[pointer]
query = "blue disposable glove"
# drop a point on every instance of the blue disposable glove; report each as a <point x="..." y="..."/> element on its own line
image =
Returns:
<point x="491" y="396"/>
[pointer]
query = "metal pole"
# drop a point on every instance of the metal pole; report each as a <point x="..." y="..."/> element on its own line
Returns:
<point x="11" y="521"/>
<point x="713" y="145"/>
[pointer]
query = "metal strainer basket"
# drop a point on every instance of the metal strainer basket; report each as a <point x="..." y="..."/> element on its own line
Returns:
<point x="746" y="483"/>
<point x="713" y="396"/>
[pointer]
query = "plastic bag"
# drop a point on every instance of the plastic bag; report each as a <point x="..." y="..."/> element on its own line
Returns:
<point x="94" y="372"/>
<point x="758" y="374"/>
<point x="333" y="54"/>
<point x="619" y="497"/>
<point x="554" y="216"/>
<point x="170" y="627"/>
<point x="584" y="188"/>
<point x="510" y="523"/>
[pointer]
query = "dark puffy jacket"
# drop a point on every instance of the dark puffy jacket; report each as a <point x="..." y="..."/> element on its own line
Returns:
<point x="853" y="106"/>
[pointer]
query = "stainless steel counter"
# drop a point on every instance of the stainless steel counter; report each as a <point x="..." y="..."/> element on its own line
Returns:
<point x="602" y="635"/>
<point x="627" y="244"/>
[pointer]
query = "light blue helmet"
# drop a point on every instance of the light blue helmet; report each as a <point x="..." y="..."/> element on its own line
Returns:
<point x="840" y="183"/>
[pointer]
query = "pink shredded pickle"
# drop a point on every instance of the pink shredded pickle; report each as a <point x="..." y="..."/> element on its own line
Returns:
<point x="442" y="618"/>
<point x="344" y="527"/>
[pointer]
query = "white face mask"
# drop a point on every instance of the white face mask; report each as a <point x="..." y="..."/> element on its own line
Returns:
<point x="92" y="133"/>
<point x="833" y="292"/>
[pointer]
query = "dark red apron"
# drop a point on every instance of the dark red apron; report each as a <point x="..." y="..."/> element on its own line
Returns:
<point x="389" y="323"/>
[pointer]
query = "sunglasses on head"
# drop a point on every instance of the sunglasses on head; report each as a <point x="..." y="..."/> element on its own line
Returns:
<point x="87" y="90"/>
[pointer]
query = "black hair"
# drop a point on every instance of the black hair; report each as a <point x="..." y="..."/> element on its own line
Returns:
□ □ □ □ □
Written problem: Each entry above is to be quoted exactly.

Response for this exercise:
[pointer]
query = "blue disposable glove"
# drop a point on every instance of the blue disposable glove; report each as a <point x="..." y="..."/> element on its own line
image =
Returns:
<point x="491" y="396"/>
[pointer]
query = "metal pole"
# drop a point on every instance of the metal pole; report each as a <point x="..." y="..."/> element on its own line
Returns:
<point x="11" y="521"/>
<point x="713" y="145"/>
[pointer]
query = "metal strainer basket"
# drop a point on every instance of the metal strainer basket; report each as a <point x="..." y="..."/> element on its own line
Returns:
<point x="746" y="483"/>
<point x="713" y="396"/>
[pointer]
query = "plastic bag"
# drop a point on every instance of the plastic bag; report each as a <point x="..." y="..."/> element on its own line
Returns:
<point x="94" y="372"/>
<point x="758" y="374"/>
<point x="333" y="54"/>
<point x="619" y="497"/>
<point x="554" y="216"/>
<point x="170" y="627"/>
<point x="584" y="188"/>
<point x="510" y="523"/>
[pointer]
query = "dark puffy jacket"
# drop a point on every instance of the dark puffy jacket; report each as a <point x="..." y="..."/> element on its own line
Returns:
<point x="853" y="106"/>
[pointer]
query = "stainless steel counter"
# drop a point on every instance of the stainless steel counter; report each as a <point x="..." y="..."/> element on its own line
Returns:
<point x="602" y="635"/>
<point x="627" y="244"/>
[pointer]
query = "light blue helmet"
# drop a point on every instance of the light blue helmet; report each as a <point x="..." y="..."/> element on its own line
Returns:
<point x="840" y="183"/>
[pointer]
query = "pink shredded pickle"
# drop a point on every instance of the pink shredded pickle; report each as a <point x="..." y="..."/> element on its own line
Returns:
<point x="442" y="618"/>
<point x="344" y="527"/>
[pointer]
query = "white face mask"
# drop a point on every instance of the white face mask; report each as a <point x="..." y="..."/> element on its own line
Returns:
<point x="92" y="133"/>
<point x="833" y="292"/>
[pointer]
query = "dark red apron"
# drop a point on every instance of the dark red apron; report each as a <point x="..." y="..."/> element on its own line
Returns:
<point x="389" y="323"/>
[pointer]
query = "sunglasses on head"
# drop a point on every instance of the sunglasses on head; report each as a <point x="..." y="..."/> element on its own line
Returns:
<point x="87" y="90"/>
[pointer]
query = "black hair"
# drop a point on every instance of the black hair; report each as a <point x="..." y="..."/> element on its own line
Returns:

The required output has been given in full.